## [What you have to do]
Can you collect every line in the rows below that contains the string "roof"? Case counts.

[Items from a data source]
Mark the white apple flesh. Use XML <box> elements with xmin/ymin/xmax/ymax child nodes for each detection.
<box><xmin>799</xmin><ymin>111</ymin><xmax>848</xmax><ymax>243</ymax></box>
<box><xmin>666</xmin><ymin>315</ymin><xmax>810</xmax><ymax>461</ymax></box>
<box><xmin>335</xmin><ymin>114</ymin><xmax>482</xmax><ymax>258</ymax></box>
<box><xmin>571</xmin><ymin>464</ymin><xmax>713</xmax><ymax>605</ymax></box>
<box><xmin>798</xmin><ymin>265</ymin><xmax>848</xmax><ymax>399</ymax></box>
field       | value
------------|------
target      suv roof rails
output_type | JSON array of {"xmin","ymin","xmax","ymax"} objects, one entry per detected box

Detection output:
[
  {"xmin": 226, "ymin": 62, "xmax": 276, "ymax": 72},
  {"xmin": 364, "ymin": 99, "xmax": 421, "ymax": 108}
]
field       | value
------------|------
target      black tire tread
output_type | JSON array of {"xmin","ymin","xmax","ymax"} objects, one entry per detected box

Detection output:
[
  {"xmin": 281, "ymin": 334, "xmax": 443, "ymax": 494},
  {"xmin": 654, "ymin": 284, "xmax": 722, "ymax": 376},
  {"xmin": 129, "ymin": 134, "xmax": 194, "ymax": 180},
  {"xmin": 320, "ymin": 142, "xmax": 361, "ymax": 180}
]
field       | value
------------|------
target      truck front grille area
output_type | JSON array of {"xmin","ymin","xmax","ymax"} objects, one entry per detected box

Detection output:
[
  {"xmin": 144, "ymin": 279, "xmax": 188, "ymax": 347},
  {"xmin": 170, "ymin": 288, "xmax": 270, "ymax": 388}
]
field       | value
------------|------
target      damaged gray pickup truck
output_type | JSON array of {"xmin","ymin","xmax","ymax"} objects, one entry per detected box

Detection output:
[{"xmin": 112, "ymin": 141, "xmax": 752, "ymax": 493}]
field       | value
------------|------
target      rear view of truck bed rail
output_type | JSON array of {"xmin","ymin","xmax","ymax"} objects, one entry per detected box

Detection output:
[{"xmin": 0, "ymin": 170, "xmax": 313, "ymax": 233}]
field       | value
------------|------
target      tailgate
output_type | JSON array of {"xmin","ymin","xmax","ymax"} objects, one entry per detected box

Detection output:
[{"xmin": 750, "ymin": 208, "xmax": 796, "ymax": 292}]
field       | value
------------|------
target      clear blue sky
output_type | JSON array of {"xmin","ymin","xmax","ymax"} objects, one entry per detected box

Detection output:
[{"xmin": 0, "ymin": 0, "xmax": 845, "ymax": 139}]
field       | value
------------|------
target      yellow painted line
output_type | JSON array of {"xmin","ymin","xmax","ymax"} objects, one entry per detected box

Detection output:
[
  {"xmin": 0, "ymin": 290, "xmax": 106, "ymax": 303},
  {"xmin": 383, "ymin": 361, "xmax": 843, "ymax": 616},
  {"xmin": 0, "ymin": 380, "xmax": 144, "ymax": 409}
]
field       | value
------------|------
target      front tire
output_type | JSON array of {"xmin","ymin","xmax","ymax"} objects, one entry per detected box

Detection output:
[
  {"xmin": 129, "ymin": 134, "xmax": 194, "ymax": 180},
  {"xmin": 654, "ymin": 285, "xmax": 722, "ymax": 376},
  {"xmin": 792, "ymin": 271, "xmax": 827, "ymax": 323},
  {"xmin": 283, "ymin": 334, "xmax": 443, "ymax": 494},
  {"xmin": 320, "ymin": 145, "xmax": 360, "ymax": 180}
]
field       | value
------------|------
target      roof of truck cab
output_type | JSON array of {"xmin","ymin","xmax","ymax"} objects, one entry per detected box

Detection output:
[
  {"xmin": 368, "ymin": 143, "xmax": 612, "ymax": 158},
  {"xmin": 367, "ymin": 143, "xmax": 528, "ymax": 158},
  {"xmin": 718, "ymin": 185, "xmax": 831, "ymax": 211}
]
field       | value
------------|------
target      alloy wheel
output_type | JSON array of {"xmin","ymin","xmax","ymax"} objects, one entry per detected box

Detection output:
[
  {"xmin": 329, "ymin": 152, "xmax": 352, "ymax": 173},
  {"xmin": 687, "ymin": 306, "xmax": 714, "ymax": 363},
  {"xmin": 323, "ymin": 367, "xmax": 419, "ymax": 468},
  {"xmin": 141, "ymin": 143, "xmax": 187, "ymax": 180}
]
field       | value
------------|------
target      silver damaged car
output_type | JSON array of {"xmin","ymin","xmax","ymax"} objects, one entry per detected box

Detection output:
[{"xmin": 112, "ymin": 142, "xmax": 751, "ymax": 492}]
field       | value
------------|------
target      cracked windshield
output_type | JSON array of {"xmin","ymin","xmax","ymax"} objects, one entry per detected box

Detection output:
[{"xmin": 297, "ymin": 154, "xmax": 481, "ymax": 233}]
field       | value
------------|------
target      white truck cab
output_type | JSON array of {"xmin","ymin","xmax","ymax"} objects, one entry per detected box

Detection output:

## [Answer for this exercise]
target      suv roof rails
target      roof of truck cab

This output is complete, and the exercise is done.